▸ **Description of the task**: Once you reach the line with "Drop one point on every instance of the door trim", transcribe it and every line after it to the end of the records, exactly, but not the pictures.

*-*-*

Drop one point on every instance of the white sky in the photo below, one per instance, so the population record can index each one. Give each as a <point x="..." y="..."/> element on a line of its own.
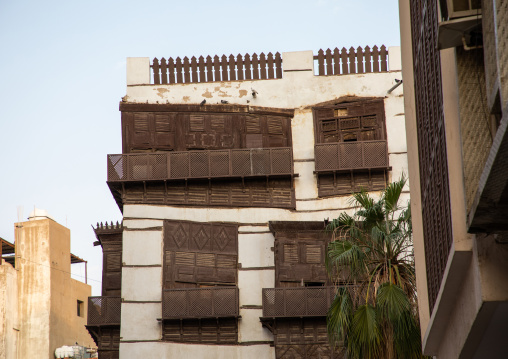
<point x="62" y="75"/>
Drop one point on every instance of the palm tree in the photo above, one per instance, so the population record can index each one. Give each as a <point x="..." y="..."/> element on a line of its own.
<point x="370" y="260"/>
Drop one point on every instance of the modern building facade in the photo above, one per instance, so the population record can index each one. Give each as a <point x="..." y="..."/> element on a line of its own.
<point x="455" y="88"/>
<point x="228" y="169"/>
<point x="41" y="307"/>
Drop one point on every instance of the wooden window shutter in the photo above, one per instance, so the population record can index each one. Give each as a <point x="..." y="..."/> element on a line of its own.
<point x="140" y="134"/>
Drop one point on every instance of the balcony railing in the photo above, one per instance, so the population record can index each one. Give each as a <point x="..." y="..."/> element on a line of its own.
<point x="201" y="164"/>
<point x="297" y="302"/>
<point x="104" y="311"/>
<point x="341" y="156"/>
<point x="212" y="302"/>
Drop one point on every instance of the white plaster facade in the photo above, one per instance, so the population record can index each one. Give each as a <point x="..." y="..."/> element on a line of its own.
<point x="299" y="89"/>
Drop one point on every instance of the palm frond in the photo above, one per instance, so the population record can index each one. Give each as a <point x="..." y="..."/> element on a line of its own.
<point x="364" y="336"/>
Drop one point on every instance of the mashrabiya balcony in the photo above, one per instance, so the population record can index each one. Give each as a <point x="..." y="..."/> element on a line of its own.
<point x="346" y="156"/>
<point x="211" y="302"/>
<point x="201" y="164"/>
<point x="297" y="302"/>
<point x="104" y="311"/>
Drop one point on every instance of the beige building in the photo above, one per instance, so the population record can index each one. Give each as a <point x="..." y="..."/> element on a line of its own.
<point x="456" y="96"/>
<point x="41" y="306"/>
<point x="228" y="169"/>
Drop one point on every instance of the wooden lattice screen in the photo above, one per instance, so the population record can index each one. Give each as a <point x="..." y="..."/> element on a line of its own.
<point x="351" y="150"/>
<point x="436" y="212"/>
<point x="199" y="253"/>
<point x="224" y="68"/>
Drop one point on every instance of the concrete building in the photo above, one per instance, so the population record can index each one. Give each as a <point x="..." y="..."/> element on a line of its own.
<point x="41" y="306"/>
<point x="456" y="94"/>
<point x="228" y="168"/>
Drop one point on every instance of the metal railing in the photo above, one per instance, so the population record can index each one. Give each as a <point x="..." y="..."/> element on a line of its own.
<point x="339" y="156"/>
<point x="212" y="302"/>
<point x="297" y="302"/>
<point x="104" y="310"/>
<point x="201" y="164"/>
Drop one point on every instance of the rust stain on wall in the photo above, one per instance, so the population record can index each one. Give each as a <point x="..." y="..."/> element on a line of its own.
<point x="161" y="91"/>
<point x="207" y="94"/>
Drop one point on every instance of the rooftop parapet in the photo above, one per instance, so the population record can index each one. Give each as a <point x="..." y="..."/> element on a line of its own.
<point x="142" y="71"/>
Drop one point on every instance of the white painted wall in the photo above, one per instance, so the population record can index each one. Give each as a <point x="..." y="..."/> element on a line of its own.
<point x="299" y="89"/>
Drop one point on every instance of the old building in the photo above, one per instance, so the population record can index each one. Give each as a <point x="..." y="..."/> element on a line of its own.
<point x="456" y="92"/>
<point x="228" y="168"/>
<point x="41" y="306"/>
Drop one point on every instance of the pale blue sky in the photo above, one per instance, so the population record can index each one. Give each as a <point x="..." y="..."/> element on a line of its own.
<point x="62" y="75"/>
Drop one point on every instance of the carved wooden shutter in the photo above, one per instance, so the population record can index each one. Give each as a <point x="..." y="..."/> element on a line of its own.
<point x="199" y="253"/>
<point x="164" y="131"/>
<point x="112" y="273"/>
<point x="140" y="131"/>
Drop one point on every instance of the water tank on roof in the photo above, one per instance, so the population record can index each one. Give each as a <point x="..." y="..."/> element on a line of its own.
<point x="39" y="214"/>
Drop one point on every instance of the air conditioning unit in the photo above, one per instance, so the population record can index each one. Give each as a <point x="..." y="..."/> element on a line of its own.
<point x="460" y="8"/>
<point x="461" y="24"/>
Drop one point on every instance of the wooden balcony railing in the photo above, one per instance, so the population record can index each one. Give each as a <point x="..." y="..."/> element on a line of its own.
<point x="212" y="302"/>
<point x="201" y="164"/>
<point x="297" y="302"/>
<point x="339" y="156"/>
<point x="104" y="311"/>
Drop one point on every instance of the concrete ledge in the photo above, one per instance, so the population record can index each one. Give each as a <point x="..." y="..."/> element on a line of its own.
<point x="298" y="61"/>
<point x="138" y="71"/>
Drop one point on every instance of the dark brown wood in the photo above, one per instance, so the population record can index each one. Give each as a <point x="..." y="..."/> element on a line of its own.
<point x="216" y="68"/>
<point x="186" y="70"/>
<point x="300" y="253"/>
<point x="224" y="68"/>
<point x="384" y="58"/>
<point x="249" y="193"/>
<point x="201" y="66"/>
<point x="262" y="66"/>
<point x="375" y="59"/>
<point x="232" y="72"/>
<point x="248" y="70"/>
<point x="352" y="62"/>
<point x="329" y="65"/>
<point x="171" y="70"/>
<point x="368" y="60"/>
<point x="164" y="71"/>
<point x="278" y="65"/>
<point x="255" y="65"/>
<point x="302" y="338"/>
<point x="199" y="253"/>
<point x="240" y="67"/>
<point x="178" y="69"/>
<point x="350" y="182"/>
<point x="269" y="63"/>
<point x="343" y="56"/>
<point x="128" y="109"/>
<point x="336" y="61"/>
<point x="194" y="69"/>
<point x="205" y="331"/>
<point x="359" y="60"/>
<point x="321" y="62"/>
<point x="155" y="68"/>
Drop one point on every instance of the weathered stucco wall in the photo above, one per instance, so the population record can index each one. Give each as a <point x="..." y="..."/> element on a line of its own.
<point x="47" y="295"/>
<point x="142" y="274"/>
<point x="34" y="287"/>
<point x="9" y="325"/>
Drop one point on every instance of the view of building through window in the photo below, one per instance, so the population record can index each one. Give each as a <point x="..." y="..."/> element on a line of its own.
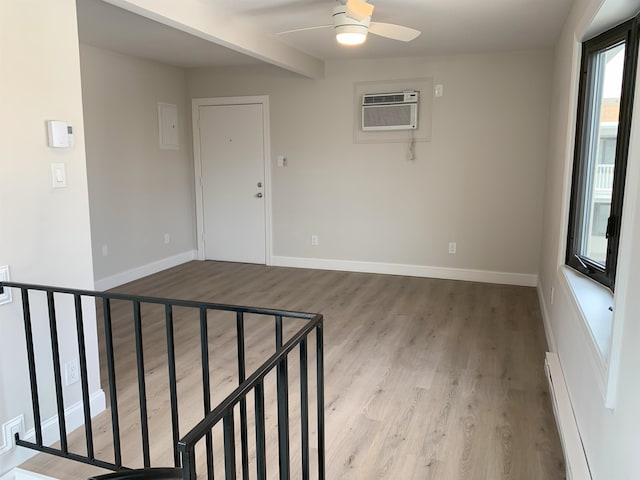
<point x="605" y="112"/>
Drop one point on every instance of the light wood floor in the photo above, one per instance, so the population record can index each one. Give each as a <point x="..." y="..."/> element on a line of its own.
<point x="424" y="379"/>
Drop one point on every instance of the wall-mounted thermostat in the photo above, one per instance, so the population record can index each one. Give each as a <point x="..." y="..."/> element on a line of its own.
<point x="60" y="134"/>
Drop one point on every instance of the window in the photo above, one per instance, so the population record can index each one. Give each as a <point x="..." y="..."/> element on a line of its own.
<point x="602" y="143"/>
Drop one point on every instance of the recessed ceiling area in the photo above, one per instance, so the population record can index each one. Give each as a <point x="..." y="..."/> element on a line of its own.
<point x="103" y="25"/>
<point x="463" y="26"/>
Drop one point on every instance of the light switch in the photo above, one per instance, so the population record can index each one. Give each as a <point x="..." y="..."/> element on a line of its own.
<point x="5" y="293"/>
<point x="58" y="175"/>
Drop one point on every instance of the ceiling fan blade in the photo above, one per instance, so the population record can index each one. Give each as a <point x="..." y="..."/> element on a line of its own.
<point x="304" y="29"/>
<point x="395" y="32"/>
<point x="358" y="10"/>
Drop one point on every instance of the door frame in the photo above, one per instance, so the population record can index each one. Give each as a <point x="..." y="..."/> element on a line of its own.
<point x="196" y="103"/>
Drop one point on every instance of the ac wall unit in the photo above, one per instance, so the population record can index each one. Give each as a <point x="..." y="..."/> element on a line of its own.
<point x="390" y="111"/>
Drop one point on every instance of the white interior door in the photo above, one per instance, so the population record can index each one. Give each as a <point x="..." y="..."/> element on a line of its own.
<point x="232" y="162"/>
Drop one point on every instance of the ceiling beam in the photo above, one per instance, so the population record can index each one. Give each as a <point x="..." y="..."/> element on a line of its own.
<point x="214" y="25"/>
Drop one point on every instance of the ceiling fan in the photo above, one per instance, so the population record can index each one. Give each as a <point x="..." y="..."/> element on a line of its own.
<point x="352" y="22"/>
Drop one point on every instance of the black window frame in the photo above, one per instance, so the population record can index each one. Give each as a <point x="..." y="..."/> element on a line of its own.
<point x="629" y="33"/>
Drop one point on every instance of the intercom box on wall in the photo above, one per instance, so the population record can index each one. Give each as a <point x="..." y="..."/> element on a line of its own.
<point x="60" y="134"/>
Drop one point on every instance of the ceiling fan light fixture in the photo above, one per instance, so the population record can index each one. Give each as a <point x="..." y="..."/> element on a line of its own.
<point x="351" y="35"/>
<point x="349" y="31"/>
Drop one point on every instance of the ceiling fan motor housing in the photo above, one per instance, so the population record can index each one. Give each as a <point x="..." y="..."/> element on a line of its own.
<point x="347" y="25"/>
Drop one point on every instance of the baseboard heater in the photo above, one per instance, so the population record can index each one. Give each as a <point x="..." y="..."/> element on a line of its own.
<point x="574" y="456"/>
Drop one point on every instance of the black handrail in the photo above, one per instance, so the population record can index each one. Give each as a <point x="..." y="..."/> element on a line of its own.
<point x="183" y="449"/>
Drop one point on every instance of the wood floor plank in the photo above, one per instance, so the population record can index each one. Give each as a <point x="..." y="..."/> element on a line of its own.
<point x="424" y="378"/>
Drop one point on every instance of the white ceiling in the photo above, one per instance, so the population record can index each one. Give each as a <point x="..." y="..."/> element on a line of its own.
<point x="448" y="27"/>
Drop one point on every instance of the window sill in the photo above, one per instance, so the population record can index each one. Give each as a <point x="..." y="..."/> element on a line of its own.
<point x="593" y="301"/>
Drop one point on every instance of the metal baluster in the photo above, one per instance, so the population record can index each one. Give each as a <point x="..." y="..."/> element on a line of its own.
<point x="229" y="446"/>
<point x="84" y="380"/>
<point x="173" y="394"/>
<point x="244" y="436"/>
<point x="320" y="402"/>
<point x="57" y="375"/>
<point x="283" y="407"/>
<point x="304" y="409"/>
<point x="206" y="385"/>
<point x="113" y="391"/>
<point x="261" y="454"/>
<point x="33" y="381"/>
<point x="142" y="389"/>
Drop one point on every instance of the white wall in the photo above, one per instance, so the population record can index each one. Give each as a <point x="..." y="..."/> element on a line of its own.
<point x="479" y="182"/>
<point x="137" y="191"/>
<point x="609" y="435"/>
<point x="45" y="235"/>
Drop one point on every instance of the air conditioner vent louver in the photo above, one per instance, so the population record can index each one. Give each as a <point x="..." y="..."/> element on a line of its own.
<point x="390" y="111"/>
<point x="377" y="99"/>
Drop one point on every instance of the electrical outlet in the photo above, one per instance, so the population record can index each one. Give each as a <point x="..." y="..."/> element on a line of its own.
<point x="5" y="293"/>
<point x="72" y="372"/>
<point x="9" y="430"/>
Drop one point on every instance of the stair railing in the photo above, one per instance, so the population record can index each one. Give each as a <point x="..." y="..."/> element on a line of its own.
<point x="232" y="411"/>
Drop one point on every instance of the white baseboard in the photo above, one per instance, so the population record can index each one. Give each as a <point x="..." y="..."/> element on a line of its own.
<point x="546" y="321"/>
<point x="484" y="276"/>
<point x="20" y="474"/>
<point x="74" y="417"/>
<point x="574" y="456"/>
<point x="142" y="271"/>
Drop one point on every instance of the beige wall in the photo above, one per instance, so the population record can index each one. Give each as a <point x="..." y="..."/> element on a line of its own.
<point x="608" y="435"/>
<point x="479" y="182"/>
<point x="137" y="191"/>
<point x="45" y="234"/>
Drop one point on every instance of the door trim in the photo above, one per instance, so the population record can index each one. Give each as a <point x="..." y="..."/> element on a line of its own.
<point x="196" y="103"/>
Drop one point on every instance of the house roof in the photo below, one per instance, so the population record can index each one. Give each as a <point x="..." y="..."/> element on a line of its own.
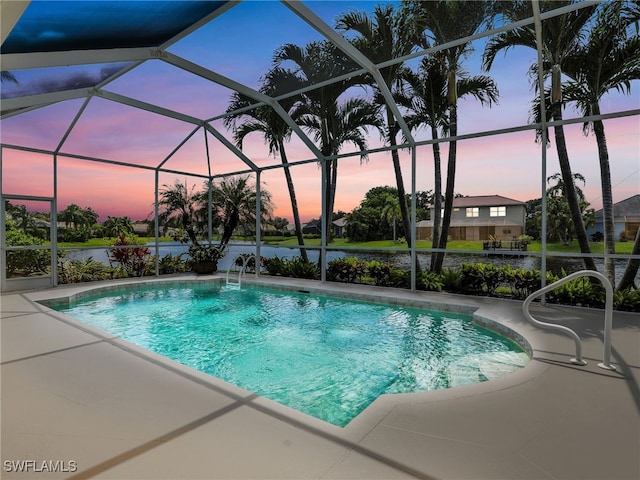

*-*-*

▸ **Your response**:
Drop one point on every instance of the door trim in the photo above, one per instance, so the population record can index each one. Give each as a <point x="..." y="..."/> element on a line of its own.
<point x="196" y="103"/>
Drop one point on every instance of the house roof in the photo below, one per instance, so the population record can index each one. Give each as a <point x="..." y="..."/> element on a line of its own.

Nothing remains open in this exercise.